BRIEF A: In the article on fruits and vegetables, reproduce the passage from "By Johnny Jackson" up to and including "lunches per day.", swapping "school nutrition" for "food service".
BRIEF B: Recast the paragraph of the article on fruits and vegetables that begins "Fruit is included on every lunch tray" as a concise list that retains its main facts.

EXCERPT:

-*-*-

By Johnny Jackson
Georgia Department of Community Health officials are stressing the importance of incorporating fruits and vegetables into the daily diet as part of the "National Fruits and Veggies - More Matters Month."
While area children are offered balanced meals of proteins, fruits and vegetables at school, it is important that healthy dietary habits are continued outside of school and at home, according to Judith Hogg, the school nutrition director for Henry County Schools.
Hogg said the school nutrition department incorporates various choices of fruits and vegetables daily within the school system, which serves more than 25,000 lunches per day.
Fruit is included on every lunch tray, with a choice of a canned or fresh fruit for students in middle and high schools. She added that salads are available daily, while fruit salads are also available when the fruits are in season.
"Fruits and vegetables are very important," Hogg said. "You can never go wrong by serving your children fruits and vegetables. [And] the more colorful your choices, the healthier they are."
Children and adults can find ways to incorporate fruits and vegetables into their diets, if they are unable to prepare them regularly, said Hogg, adding that smoothies are a source for some vitamins and nutrients, on the run.

-*-*-

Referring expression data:

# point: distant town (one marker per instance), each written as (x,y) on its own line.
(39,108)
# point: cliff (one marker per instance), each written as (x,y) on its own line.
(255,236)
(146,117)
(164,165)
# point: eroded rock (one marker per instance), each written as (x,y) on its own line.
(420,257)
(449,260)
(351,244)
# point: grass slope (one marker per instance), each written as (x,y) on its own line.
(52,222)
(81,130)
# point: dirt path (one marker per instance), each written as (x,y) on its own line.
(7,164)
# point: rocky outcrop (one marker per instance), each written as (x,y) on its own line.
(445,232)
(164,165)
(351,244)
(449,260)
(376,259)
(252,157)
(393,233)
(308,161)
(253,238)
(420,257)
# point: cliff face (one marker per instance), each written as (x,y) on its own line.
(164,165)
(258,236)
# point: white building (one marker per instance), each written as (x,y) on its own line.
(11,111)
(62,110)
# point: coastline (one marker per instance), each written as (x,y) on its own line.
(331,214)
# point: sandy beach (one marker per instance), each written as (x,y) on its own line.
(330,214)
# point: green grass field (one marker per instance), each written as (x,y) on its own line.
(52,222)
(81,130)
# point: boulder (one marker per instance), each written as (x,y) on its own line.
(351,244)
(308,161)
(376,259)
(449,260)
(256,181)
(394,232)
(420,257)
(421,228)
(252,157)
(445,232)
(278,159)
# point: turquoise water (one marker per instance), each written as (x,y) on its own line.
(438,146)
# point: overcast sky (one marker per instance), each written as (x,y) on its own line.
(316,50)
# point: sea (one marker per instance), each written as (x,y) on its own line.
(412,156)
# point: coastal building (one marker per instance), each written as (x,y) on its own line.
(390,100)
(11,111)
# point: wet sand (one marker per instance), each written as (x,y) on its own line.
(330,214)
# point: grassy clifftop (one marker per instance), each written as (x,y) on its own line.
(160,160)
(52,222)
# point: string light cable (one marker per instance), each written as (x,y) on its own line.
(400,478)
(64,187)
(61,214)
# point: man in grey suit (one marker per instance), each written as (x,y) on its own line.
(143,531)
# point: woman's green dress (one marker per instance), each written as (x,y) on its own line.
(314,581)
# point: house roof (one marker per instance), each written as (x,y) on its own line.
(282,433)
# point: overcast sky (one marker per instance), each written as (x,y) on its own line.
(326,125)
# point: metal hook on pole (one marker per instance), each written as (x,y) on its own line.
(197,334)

-*-*-

TASK OUTPUT A:
By Johnny Jackson
Georgia Department of Community Health officials are stressing the importance of incorporating fruits and vegetables into the daily diet as part of the "National Fruits and Veggies - More Matters Month."
While area children are offered balanced meals of proteins, fruits and vegetables at school, it is important that healthy dietary habits are continued outside of school and at home, according to Judith Hogg, the food service director for Henry County Schools.
Hogg said the food service department incorporates various choices of fruits and vegetables daily within the school system, which serves more than 25,000 lunches per day.

TASK OUTPUT B:
- Every lunch tray includes fruit.
- Middle and high school students may choose canned or fresh fruit.
- Salads are available daily.
- Fruit salads are available when the fruits are in season.